◆ Aim of the task:
Return only the lines from the one containing "Can you see the camera?" to the end of the entries below, exactly as written, both ends included.

---- Records supplied

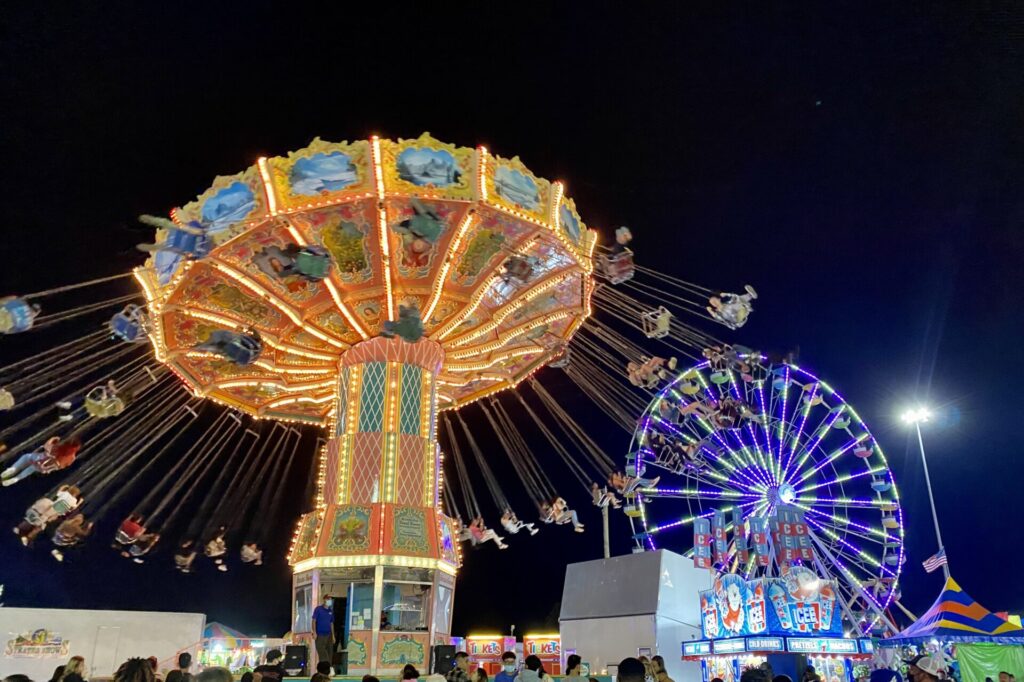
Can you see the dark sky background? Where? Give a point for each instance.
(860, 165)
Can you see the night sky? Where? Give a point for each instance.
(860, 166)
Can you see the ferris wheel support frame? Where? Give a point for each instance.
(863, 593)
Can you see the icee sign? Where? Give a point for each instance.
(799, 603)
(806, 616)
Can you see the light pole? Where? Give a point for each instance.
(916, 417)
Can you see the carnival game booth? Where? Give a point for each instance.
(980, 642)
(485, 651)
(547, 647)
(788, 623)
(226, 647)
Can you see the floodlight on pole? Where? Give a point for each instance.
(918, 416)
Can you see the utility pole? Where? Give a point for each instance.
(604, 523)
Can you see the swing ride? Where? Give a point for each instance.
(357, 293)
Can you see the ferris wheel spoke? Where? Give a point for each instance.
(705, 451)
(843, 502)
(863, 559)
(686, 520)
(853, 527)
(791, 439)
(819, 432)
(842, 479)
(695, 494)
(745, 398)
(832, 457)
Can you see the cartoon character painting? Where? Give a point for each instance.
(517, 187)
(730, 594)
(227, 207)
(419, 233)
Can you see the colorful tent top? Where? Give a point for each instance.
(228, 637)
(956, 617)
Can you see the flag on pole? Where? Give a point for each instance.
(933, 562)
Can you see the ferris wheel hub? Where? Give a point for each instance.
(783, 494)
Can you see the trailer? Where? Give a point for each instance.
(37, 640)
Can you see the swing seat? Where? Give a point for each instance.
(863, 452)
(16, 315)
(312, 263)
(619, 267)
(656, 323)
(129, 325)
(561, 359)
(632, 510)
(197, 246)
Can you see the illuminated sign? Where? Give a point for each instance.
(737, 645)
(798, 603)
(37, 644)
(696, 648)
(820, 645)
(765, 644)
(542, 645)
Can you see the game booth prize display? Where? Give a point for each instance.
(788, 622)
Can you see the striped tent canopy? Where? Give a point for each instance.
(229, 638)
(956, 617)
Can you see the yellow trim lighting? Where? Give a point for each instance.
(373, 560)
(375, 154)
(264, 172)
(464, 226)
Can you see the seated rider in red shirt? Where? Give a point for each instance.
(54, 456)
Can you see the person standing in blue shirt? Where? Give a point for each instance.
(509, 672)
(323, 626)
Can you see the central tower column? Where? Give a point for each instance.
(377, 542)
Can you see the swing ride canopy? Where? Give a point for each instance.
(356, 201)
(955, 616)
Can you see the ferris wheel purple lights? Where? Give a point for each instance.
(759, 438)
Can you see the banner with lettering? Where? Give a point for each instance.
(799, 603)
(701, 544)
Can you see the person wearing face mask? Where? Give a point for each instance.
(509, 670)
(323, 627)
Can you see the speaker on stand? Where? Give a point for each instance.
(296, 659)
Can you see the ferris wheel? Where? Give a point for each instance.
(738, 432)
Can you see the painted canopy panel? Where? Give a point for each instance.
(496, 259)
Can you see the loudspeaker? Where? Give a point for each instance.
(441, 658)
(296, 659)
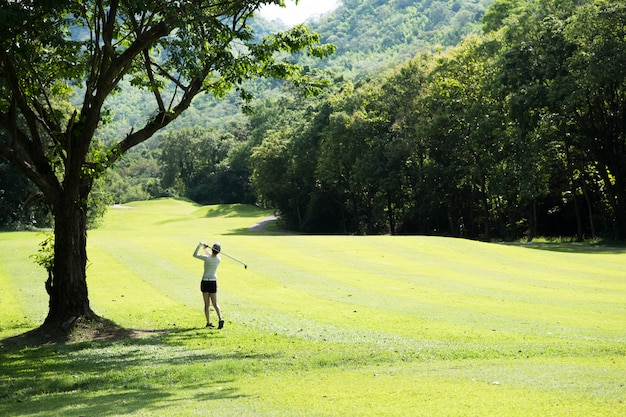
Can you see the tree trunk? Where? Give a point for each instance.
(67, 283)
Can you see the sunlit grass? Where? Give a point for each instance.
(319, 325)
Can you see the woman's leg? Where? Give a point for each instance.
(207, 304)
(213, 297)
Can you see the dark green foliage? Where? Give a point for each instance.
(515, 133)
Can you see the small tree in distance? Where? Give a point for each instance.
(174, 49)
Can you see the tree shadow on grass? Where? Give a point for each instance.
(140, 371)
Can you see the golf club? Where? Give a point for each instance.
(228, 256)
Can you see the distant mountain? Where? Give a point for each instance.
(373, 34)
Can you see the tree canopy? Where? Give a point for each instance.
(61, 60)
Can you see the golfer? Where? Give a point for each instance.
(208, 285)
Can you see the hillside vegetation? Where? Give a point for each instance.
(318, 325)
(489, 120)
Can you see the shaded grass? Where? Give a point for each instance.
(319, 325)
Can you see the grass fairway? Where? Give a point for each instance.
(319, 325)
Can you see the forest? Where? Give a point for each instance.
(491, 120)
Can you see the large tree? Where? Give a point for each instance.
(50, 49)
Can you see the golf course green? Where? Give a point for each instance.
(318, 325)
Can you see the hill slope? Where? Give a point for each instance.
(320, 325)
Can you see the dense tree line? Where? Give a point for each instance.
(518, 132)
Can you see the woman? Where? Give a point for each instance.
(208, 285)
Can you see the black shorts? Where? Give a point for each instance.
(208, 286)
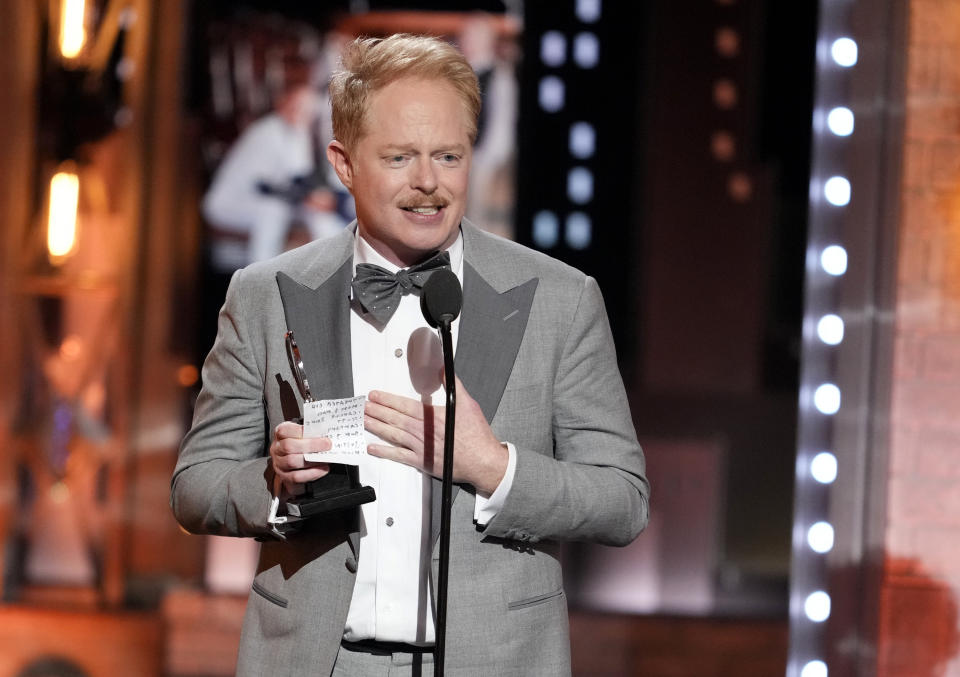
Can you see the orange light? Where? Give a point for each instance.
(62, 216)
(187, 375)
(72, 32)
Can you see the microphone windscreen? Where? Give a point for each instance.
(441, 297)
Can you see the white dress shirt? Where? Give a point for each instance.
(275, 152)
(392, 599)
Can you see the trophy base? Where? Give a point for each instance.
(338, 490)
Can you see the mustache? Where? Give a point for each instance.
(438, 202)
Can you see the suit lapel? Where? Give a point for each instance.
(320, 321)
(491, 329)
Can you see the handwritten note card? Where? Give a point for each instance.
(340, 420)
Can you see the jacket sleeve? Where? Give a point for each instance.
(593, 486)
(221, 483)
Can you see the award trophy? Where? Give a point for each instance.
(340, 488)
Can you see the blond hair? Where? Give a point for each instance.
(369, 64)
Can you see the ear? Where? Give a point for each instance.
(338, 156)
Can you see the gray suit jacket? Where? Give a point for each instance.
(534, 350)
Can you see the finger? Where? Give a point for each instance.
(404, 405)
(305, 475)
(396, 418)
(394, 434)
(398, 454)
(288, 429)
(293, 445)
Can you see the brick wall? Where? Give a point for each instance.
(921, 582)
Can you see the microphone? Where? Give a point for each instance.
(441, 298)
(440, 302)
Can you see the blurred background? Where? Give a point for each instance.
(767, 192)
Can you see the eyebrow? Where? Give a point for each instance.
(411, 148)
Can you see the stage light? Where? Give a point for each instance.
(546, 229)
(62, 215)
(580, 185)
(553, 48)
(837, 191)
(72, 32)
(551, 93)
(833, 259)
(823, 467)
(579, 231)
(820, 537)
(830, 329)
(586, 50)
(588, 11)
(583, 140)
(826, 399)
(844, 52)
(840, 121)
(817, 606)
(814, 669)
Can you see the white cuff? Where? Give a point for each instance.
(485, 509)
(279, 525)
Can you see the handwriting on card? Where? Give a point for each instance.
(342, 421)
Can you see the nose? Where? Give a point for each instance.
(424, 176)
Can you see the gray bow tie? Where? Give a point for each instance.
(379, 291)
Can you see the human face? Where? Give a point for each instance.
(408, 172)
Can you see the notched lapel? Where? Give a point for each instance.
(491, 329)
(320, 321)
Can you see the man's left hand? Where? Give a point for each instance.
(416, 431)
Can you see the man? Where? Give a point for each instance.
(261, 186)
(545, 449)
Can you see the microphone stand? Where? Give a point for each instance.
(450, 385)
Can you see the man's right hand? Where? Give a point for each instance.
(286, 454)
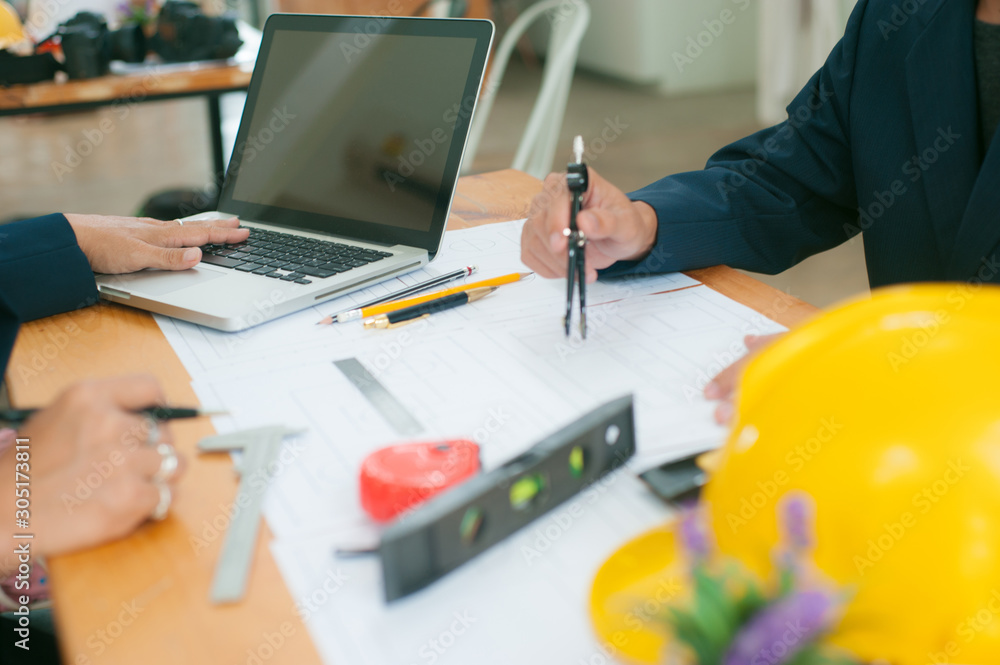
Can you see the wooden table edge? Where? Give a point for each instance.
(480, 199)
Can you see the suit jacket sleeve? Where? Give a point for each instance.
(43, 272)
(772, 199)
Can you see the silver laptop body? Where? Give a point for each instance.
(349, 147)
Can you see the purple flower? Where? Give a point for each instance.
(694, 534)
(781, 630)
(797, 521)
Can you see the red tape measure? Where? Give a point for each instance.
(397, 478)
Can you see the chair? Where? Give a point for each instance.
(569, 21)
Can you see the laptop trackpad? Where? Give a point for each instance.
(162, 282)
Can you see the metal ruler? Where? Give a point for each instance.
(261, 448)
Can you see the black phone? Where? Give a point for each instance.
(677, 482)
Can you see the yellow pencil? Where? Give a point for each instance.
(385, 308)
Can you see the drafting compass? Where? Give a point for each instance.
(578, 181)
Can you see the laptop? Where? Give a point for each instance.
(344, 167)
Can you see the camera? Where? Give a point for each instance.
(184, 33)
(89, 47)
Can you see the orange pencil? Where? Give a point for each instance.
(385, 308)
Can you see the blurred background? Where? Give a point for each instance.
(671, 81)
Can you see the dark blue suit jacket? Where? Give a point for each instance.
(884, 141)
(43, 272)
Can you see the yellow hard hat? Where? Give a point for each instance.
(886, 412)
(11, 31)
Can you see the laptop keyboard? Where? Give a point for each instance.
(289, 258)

--------

◆ Response box:
Can you see the camera? Where? Give a point for each instance.
(184, 33)
(89, 47)
Can you see the orange pencil? Where? Give a point for each instance.
(385, 308)
Can you see the blurred background? Where? Give a point for each instance.
(671, 81)
Can you see the dark blue suit jacket? Where? Give a point for each instance.
(884, 141)
(43, 272)
Can you see the yellow hard hat? Where? Give a point for each instance.
(886, 412)
(11, 31)
Can you see the laptop keyboard? Where? Give a point for each instance.
(289, 258)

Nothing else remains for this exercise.